The request: Find every line in the rows that contains the word "Target" and copy each such line in full. Case counts.

Location annotation dataset excerpts:
[start]

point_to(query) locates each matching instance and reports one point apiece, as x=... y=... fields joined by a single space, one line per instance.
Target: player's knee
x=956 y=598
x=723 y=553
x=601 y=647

[end]
[start]

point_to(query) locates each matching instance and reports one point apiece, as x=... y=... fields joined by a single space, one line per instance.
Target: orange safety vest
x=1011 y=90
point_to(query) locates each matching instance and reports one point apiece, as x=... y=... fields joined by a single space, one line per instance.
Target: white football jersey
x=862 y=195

[end]

Full response:
Target: player's knee
Target: orange safety vest
Target: white football jersey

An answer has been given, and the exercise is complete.